• _EXERCISE AIM_
Word for word, transcribe all the entries shown below.

• _PROVIDED RECORDS_

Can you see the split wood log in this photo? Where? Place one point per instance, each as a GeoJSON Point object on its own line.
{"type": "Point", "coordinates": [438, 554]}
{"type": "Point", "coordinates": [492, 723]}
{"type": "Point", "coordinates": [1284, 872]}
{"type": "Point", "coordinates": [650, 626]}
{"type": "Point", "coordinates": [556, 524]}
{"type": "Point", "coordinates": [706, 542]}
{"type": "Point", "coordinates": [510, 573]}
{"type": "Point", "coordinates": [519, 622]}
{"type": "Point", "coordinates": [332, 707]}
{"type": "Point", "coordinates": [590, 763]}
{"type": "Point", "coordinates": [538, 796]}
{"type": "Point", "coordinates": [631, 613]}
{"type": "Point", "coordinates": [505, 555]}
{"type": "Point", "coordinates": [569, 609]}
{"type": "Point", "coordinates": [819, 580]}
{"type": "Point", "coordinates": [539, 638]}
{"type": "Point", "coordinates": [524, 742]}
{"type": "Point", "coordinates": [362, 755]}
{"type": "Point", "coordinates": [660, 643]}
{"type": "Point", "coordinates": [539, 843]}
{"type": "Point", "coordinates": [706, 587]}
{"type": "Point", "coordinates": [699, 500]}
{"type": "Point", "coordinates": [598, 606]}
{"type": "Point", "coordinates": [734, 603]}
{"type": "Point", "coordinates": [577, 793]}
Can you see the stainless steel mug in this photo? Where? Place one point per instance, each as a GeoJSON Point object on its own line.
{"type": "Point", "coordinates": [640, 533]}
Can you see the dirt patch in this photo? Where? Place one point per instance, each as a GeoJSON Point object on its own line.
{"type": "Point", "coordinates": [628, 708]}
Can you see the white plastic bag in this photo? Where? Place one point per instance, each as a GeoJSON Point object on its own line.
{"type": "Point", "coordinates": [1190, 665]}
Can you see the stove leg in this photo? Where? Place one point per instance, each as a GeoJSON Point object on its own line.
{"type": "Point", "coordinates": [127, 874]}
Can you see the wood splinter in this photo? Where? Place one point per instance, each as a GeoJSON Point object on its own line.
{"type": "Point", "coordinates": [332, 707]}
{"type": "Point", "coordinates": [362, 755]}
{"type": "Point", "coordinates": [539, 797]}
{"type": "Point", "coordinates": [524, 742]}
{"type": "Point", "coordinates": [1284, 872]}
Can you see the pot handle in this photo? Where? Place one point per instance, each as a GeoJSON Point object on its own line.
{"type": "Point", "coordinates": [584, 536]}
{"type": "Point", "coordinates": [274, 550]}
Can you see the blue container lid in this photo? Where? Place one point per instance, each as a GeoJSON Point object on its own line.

• _EXERCISE SOLUTION_
Can you see the split wood log in this photo? Where? Place one point per instance, each as a GeoJSON Point object on its own line.
{"type": "Point", "coordinates": [438, 554]}
{"type": "Point", "coordinates": [492, 723]}
{"type": "Point", "coordinates": [1284, 872]}
{"type": "Point", "coordinates": [650, 626]}
{"type": "Point", "coordinates": [556, 524]}
{"type": "Point", "coordinates": [706, 542]}
{"type": "Point", "coordinates": [510, 573]}
{"type": "Point", "coordinates": [519, 622]}
{"type": "Point", "coordinates": [332, 707]}
{"type": "Point", "coordinates": [590, 763]}
{"type": "Point", "coordinates": [538, 796]}
{"type": "Point", "coordinates": [631, 613]}
{"type": "Point", "coordinates": [505, 555]}
{"type": "Point", "coordinates": [569, 609]}
{"type": "Point", "coordinates": [819, 580]}
{"type": "Point", "coordinates": [539, 638]}
{"type": "Point", "coordinates": [524, 742]}
{"type": "Point", "coordinates": [362, 755]}
{"type": "Point", "coordinates": [660, 643]}
{"type": "Point", "coordinates": [539, 843]}
{"type": "Point", "coordinates": [706, 587]}
{"type": "Point", "coordinates": [699, 500]}
{"type": "Point", "coordinates": [598, 606]}
{"type": "Point", "coordinates": [734, 603]}
{"type": "Point", "coordinates": [577, 793]}
Can you see the stainless steel mug in this photo? Where? Place one point per instance, each as a GeoJSON Point object on its own line.
{"type": "Point", "coordinates": [640, 533]}
Can you see the dirt patch in this photo? Where? Place one point per instance, each as a GeoJSON Point object on its own line.
{"type": "Point", "coordinates": [628, 708]}
Can you see the white plastic bag in this photo? Where? Place one point per instance, each as a GeoJSON Point object on its own line.
{"type": "Point", "coordinates": [1190, 665]}
Can you see the stove leg in this photo? Where? Place one point per instance, each as a GeoJSON Point object on its own line.
{"type": "Point", "coordinates": [127, 874]}
Can you see the wood splinter in this photo? Where? Place one point per instance, each as a GeoJSON Point object on its own line.
{"type": "Point", "coordinates": [332, 707]}
{"type": "Point", "coordinates": [362, 755]}
{"type": "Point", "coordinates": [539, 797]}
{"type": "Point", "coordinates": [524, 742]}
{"type": "Point", "coordinates": [1284, 872]}
Can you see the pot handle in this photo? Where? Place one point per instance, each as a GeoJSON Point object on its own line.
{"type": "Point", "coordinates": [584, 536]}
{"type": "Point", "coordinates": [274, 550]}
Can you see the blue container lid in this photo? Where? Place one point per instance, each as a GeoJSON Point object on its own line.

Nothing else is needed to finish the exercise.